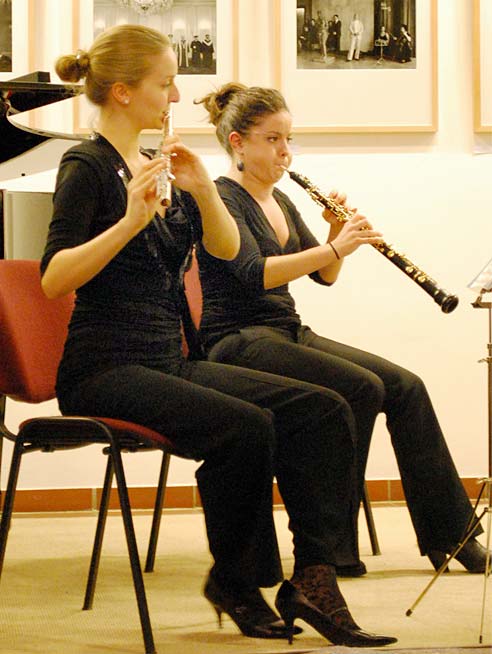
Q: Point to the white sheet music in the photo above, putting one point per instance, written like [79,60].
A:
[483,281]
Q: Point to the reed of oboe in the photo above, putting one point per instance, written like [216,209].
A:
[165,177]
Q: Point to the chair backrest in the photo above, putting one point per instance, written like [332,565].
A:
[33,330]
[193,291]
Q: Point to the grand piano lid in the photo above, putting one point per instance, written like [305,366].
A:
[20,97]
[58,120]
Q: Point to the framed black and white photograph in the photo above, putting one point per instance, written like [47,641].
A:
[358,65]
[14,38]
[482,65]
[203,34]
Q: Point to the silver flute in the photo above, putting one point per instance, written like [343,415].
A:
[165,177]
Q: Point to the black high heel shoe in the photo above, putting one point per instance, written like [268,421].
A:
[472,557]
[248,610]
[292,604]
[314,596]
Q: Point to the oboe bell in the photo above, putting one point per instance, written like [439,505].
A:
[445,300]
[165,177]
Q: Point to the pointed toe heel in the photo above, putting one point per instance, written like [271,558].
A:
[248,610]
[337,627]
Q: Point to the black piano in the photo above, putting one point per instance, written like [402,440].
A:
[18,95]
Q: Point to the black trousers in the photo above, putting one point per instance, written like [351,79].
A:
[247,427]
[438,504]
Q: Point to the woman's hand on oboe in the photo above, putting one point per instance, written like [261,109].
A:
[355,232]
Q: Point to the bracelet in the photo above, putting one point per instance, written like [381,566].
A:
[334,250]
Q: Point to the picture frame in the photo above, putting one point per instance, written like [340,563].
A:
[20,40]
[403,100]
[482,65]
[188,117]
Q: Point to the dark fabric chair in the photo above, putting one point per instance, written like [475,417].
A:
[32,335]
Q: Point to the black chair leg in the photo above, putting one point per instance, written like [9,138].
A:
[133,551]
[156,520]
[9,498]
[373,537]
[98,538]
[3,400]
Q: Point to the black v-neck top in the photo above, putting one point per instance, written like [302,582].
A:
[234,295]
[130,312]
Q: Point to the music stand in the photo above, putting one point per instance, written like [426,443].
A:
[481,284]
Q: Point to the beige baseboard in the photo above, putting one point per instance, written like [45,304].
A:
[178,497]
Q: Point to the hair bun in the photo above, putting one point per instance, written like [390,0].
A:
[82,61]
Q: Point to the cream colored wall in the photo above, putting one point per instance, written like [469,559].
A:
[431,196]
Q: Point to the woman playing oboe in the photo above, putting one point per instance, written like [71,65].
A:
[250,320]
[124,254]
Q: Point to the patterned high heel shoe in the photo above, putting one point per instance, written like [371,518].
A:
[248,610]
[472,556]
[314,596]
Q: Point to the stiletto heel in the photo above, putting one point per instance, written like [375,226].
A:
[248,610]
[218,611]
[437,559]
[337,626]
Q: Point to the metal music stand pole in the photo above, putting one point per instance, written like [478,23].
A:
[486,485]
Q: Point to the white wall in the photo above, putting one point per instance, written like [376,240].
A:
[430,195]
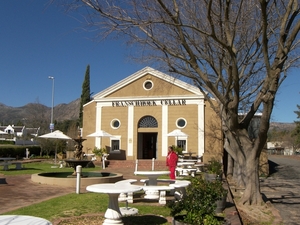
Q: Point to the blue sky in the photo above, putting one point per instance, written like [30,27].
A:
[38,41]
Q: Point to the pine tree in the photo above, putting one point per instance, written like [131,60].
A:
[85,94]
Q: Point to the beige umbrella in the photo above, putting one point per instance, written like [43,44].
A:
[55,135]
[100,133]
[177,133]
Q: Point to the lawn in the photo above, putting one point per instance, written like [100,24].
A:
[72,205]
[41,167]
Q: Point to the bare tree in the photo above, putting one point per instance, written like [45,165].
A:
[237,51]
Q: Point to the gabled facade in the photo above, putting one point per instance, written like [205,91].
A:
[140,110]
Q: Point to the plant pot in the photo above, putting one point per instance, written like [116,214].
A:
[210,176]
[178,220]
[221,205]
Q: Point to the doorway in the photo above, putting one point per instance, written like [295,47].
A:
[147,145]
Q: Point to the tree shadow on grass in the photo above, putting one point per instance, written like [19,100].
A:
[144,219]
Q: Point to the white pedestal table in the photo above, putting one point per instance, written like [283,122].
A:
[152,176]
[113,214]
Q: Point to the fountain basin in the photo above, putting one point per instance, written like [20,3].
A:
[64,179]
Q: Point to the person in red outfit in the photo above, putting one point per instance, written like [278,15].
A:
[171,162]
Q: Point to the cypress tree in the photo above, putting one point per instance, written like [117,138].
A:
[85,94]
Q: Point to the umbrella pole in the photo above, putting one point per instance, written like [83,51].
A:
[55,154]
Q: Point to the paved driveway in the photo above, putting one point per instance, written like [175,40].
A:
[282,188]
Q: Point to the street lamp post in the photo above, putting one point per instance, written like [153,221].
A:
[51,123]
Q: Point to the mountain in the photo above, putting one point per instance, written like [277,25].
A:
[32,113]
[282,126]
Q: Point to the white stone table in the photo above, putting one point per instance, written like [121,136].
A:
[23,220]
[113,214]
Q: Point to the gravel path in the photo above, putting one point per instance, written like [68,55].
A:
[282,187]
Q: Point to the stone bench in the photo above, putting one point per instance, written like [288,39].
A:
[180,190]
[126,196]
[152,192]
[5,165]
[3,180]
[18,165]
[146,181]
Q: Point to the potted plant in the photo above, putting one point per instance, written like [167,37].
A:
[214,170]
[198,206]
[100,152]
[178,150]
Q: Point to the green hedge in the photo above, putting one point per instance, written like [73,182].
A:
★ ★ ★ ★ ★
__Your objective__:
Word for word, quote the lines above. Omit the pictures.

__Written answer__:
Q: Point to the white sheet music in the photo above, putting one point per instance, written like [79,60].
A:
[483,281]
Q: Point to the reed of oboe in the photo above, putting one point per instance, written like [216,209].
A:
[165,177]
Q: Point to the chair backrest in the photo above, putting one point per instance, written like [332,565].
A:
[33,330]
[193,291]
Q: Point to the grand piano lid in the photo above, putting one point per instance, written like [305,366].
A:
[20,97]
[58,120]
Q: Point to the framed black and white photograph in the photo above, putting one point per instance, written like [47,641].
A:
[358,65]
[14,38]
[482,65]
[203,34]
Q: Point to the silver flute in the photo above, putting one point per instance, written like [343,415].
A:
[165,177]
Q: Point to the black high heel shoe in the photo above, putting one point per instance, written like [268,421].
A:
[472,557]
[248,610]
[292,604]
[314,596]
Q: Point to the oboe bell in the photo above, putting one point per instance, written like [439,505].
A:
[445,300]
[165,177]
Q: Point to the pointed toe heel in the photo above, putting one point per instance, written like [271,558].
A:
[248,610]
[337,627]
Q: Point to the black piano in the photo above, putting one point per instance, written like [402,440].
A:
[18,95]
Q: Point to the black trousers in the photo above, putting one point per instance, written like [351,79].
A:
[247,427]
[438,504]
Q: Point to the woman's hand on oboe in the photo above, putting one point per instance, written like [261,109].
A:
[355,232]
Q: Point to the bracelet in the photo above, putting one point per instance, written like [381,566].
A:
[334,250]
Q: Point to the picture frame in the photo above, putting one point per instance, written like [340,563].
A:
[20,40]
[403,100]
[482,65]
[188,117]
Q: Point to the dark fabric chair in the photo above, putting one point per instance, written like [475,417].
A:
[32,335]
Q: Point to the black chair leg in the photo above, putting one point per instance, written like [9,138].
A:
[133,551]
[156,520]
[9,498]
[373,537]
[98,538]
[3,400]
Q: Point to the black v-neck top in the photo above, putting one point per instance, written like [302,582].
A:
[234,295]
[130,312]
Q: Point to the music stand in the photo above, putting one point per instance, written like [426,443].
A:
[481,284]
Q: Point to the beige baseboard in the photo above, putting one point per instance, written like [45,304].
A:
[178,497]
Q: Point to the hair bun in the photo above, putting one point per instance, written like [390,0].
A:
[82,61]
Q: Point to the cream colored wall in the photo above, putting one point per instance, written like [469,559].
A:
[431,196]
Q: Point to the woman playing oboe in the photo above, putting one point per instance, written like [71,65].
A:
[250,320]
[124,254]
Q: Point to the patterned high heel shoe in the photo above, putting one point per instance, written like [371,518].
A:
[248,610]
[472,556]
[314,596]
Q: Point to the stiletto heel in the photo above, putting one point per instance, written like [375,226].
A:
[248,610]
[218,611]
[437,559]
[337,626]
Q: Point to the metal music stand pole in the photo above, putting one point per instance, written like [478,23].
A:
[486,485]
Q: Point to the white wall in the photo above, putting one point per instance, written like [376,240].
A:
[430,195]
Q: Point to the blue sky in the photo above, putting one point per instance, written like [30,27].
A:
[38,41]
Q: Point to the pine tree in the photo above, putting one point per instance, written like [131,60].
A:
[85,94]
Q: Point to the beige umbrella in the photo above, putting one point per instance, written like [43,44].
A:
[55,135]
[100,133]
[177,133]
Q: Point to the lawn in the photo above, putting one point per instance, written like [100,24].
A:
[72,205]
[41,167]
Q: Point to the bare tree in the photo above, putting one point per instance, written like [45,165].
A:
[237,51]
Q: Point to the gabled facade in the photo above, putting one point per instance, written like [205,91].
A:
[140,110]
Q: Point to the plant pot in the photo above, putting one point per instance, written like [116,214].
A:
[210,176]
[178,220]
[221,205]
Q: Point to the doorway in the photo above, putting one point per instance, written like [295,47].
A:
[147,145]
Q: Point to the tree shadow on grass in the photo above, putting one point per instance, written like [19,100].
A:
[144,219]
Q: Point to the white pedestal table in the photo above, putting one point per instance, written like [283,122].
A:
[152,176]
[113,214]
Q: Point to the fountain basin in the photo above, putting one point per instance, written like [20,3].
A:
[64,179]
Q: Point to the person in red outfit in the photo above, putting one point per instance, written like [278,15].
A:
[171,162]
Q: Point to the cypress tree in the photo above, putting one point per instance, written like [117,138].
A:
[85,94]
Q: Point to the umbrella pole in the photo above, putting one point per instance, written like [83,51].
A:
[55,154]
Q: Point to the paved driveway in the photo above, putting one point per instance, written like [175,40].
A:
[282,188]
Q: Point to the street lamp post in the photo above, putting one point per instance, written like [153,221].
A:
[51,123]
Q: Point to the mountain in the photo above, putting one point per instance, written like [277,25].
A:
[32,113]
[282,126]
Q: Point to the white stone table in the photo above, putting one point per instance, written like [121,136].
A:
[23,220]
[113,214]
Q: Point to the gravel path in the photo above, putting one point per instance, written like [68,55].
A:
[282,187]
Q: Point to the stone bench in the photo above, putting one point per instance, written like [288,39].
A:
[180,190]
[126,196]
[152,192]
[5,165]
[3,180]
[18,165]
[146,181]
Q: Point to the potted plant in the photo above, putting one point per instance, written like [167,37].
A:
[214,170]
[198,206]
[100,152]
[178,150]
Q: Point to the green hedge in the photo above, putting one point per instance, written like [73,182].
A:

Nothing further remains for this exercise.